TASK PROMPT
The output must match the entries below exactly, with pictures removed.

ENTRIES SHOWN
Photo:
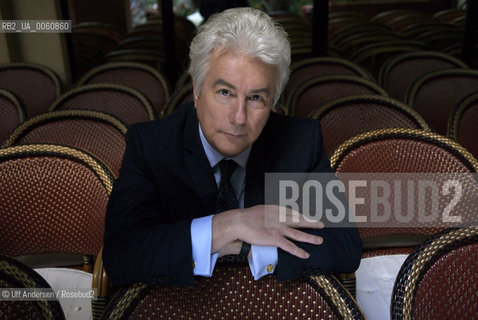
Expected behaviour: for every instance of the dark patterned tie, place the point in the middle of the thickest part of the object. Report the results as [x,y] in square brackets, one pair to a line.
[226,197]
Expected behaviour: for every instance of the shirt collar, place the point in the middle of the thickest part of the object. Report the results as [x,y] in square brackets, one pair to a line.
[214,156]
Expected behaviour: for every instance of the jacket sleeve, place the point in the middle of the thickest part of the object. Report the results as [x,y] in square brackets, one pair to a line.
[139,245]
[341,249]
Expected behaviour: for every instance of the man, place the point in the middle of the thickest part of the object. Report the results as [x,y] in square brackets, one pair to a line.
[163,224]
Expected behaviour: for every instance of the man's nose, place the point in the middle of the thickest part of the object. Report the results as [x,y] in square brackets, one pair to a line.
[239,112]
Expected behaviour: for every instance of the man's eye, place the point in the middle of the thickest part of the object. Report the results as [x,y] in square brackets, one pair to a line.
[224,92]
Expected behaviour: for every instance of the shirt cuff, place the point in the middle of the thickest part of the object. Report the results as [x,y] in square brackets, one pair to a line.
[264,260]
[201,238]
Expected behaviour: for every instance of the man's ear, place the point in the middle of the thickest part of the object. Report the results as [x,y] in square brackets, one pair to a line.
[195,95]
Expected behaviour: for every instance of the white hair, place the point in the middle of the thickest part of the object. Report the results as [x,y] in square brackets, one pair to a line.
[242,30]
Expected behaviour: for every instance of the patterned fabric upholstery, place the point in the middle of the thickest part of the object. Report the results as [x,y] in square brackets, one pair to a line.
[34,85]
[95,132]
[320,66]
[345,117]
[139,76]
[232,293]
[407,151]
[319,90]
[399,73]
[463,123]
[52,199]
[14,274]
[12,113]
[182,95]
[125,103]
[439,279]
[437,93]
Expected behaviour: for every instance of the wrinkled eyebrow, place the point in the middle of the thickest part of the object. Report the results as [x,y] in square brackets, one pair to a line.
[223,82]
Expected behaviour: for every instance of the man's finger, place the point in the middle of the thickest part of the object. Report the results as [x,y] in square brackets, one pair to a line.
[301,236]
[294,250]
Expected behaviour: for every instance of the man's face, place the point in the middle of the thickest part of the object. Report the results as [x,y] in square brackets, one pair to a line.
[235,101]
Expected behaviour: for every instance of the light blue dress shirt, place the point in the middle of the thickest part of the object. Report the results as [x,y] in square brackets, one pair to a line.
[264,258]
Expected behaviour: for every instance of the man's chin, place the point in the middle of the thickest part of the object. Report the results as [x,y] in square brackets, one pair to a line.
[231,151]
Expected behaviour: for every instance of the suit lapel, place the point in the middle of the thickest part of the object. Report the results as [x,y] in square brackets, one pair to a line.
[257,165]
[197,164]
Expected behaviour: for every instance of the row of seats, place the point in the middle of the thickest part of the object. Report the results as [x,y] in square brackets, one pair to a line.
[344,97]
[69,183]
[423,287]
[419,149]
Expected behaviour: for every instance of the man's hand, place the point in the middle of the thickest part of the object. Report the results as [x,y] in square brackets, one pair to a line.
[264,225]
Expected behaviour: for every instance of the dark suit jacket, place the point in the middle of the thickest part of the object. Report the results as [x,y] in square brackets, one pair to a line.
[166,181]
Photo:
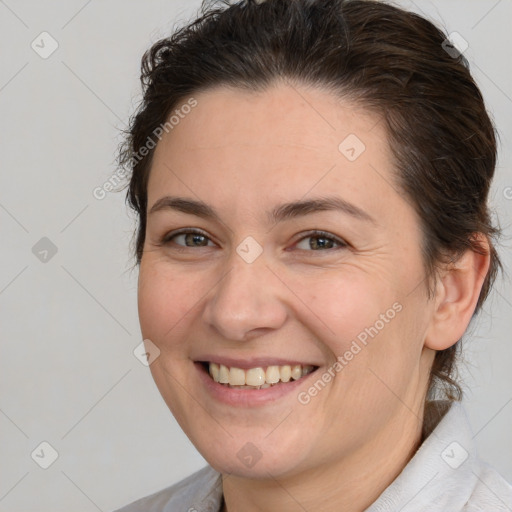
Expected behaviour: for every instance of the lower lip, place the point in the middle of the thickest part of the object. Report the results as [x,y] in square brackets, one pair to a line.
[248,397]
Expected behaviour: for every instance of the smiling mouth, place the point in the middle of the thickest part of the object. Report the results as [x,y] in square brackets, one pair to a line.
[256,378]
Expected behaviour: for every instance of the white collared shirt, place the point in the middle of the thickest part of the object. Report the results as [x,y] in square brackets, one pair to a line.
[444,475]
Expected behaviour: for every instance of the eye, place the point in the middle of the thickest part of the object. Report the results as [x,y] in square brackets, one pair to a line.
[188,238]
[320,241]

ANSWER FOR THIS EXERCISE
Photo:
Expected behaviour: for every instance of the dark patterned tie, place the point in the middle of the thickest part of the object. Report the results as [x,y] in square brackets, one pair to a line.
[226,197]
Expected behaviour: for every instance of the shirt collar, place the point in the middle of the thickest part of the object. Report the results as [x,y] in square brackets, one pair to a line.
[214,156]
Expected behaviour: for every instance of the jacket sleeve, place the point in the middle of the thickest part of the object. Report the results as [x,y] in square brackets, one pair to a line.
[139,245]
[341,249]
Expected behaviour: for every instance of the man, place the point in the middle of the thickest part of the object. Report the results as [x,y] in square brackets, one pair to a line.
[163,224]
Expected behaviour: for every instance of the man's nose, place the point in the middle of the thickest part of the object. Report the results as [x,y] in square brackets, one pair to a line.
[239,112]
Expected behaviour: for every instance of the man's eye, place the point in the middle of the thickest part of the object. Report the results as [x,y] in square brackets, one pair to a line.
[224,92]
Expected behaviour: for every instance of the shirt cuff, place the point in the middle of the thickest part of the object. Report the results as [x,y] in square brackets, one pair to a line.
[264,260]
[201,238]
Expected behaviour: for every instance of the man's ear, place the point in the middle of the thickest part of the object. Report the results as [x,y] in square brackets, one pair to a line.
[195,95]
Expected behaviour: for every instance of the white hair, place the point in the middle of the thickest part of the object. Report the results as [x,y] in square brackets, one pair to a line.
[242,30]
Expected behaviour: for every instance of the patterned fabric upholstery, place the point in the middle of the thickest part of the object. Report the results as [x,y] in square brackets, one pair to a line.
[34,85]
[95,132]
[320,66]
[345,117]
[139,76]
[232,293]
[407,151]
[319,90]
[399,73]
[463,123]
[52,199]
[14,274]
[12,113]
[182,95]
[125,103]
[439,279]
[437,93]
Expected behaviour: for every instance of the wrinkled eyebrow, place the point in the middle of the thickest part of the object. Report the results as [x,y] in square brackets, one pair to a line.
[223,82]
Expected behaviour: for every instance of the man's finger, place the point in the middle of the thickest part of the object. Report the results as [x,y] in square brackets, one pair to a line.
[301,236]
[294,250]
Expected behaviour: for every instance of the man's face, place the point in the middle of the thickest part of the object. Report the results as [x,y] in square brackets, one pair to a line.
[235,101]
Expected behaviour: for every instance of the light blue dress shirt, place the point in the middle of the thickest part of the object. Report the results as [x,y] in square brackets, one pair to a line.
[264,258]
Expected behaviour: for every instance of the man's chin, place the point in the middle of the thickest part of the object. Report the results as [x,y] in square brackets, one pair to a line.
[231,151]
Expected behaviour: for every instance of the suit lapel, place the point in the middle of the thickest part of the object. Report the results as [x,y] in square brackets, one pair to a line.
[257,165]
[197,164]
Expected behaviour: for every instance of the row of seats, place the point in the middle of the thickest part of the object. Report the results as [x,y] in square brackets, one pair to a line.
[344,97]
[69,183]
[423,287]
[419,149]
Expected behaviour: for every instance of the man's hand, place the point in the middle of the thickest part of the object. Report the results as [x,y] in square brackets, one pair to a line.
[264,225]
Expected behaviour: for every instance of the dark suit jacket, place the point in the middle of the thickest part of the object. Report the results as [x,y] in square brackets, one pair to a line.
[166,181]
Photo:
Expected behaviour: for every instance of the lower lip, place the point in the middle of the thickest part of the object. Report the results as [x,y] in square brackets, one pair to a line.
[248,397]
Expected behaviour: for every instance of the smiling mouth, place the point in the middle of the thickest part of the object. Report the results as [x,y] in square brackets, one pair to a line.
[256,378]
Expected behaviour: for every instance of the white collared shirt, place the point in the middle of the thickest part of the object. Report the results as [x,y] in square brackets, one pair to a line.
[444,475]
Expected behaviour: for every instance of the eye, place the point in the middle of the thickest part of the object. Report the results as [x,y] in square brackets, one pair to a line.
[188,238]
[320,241]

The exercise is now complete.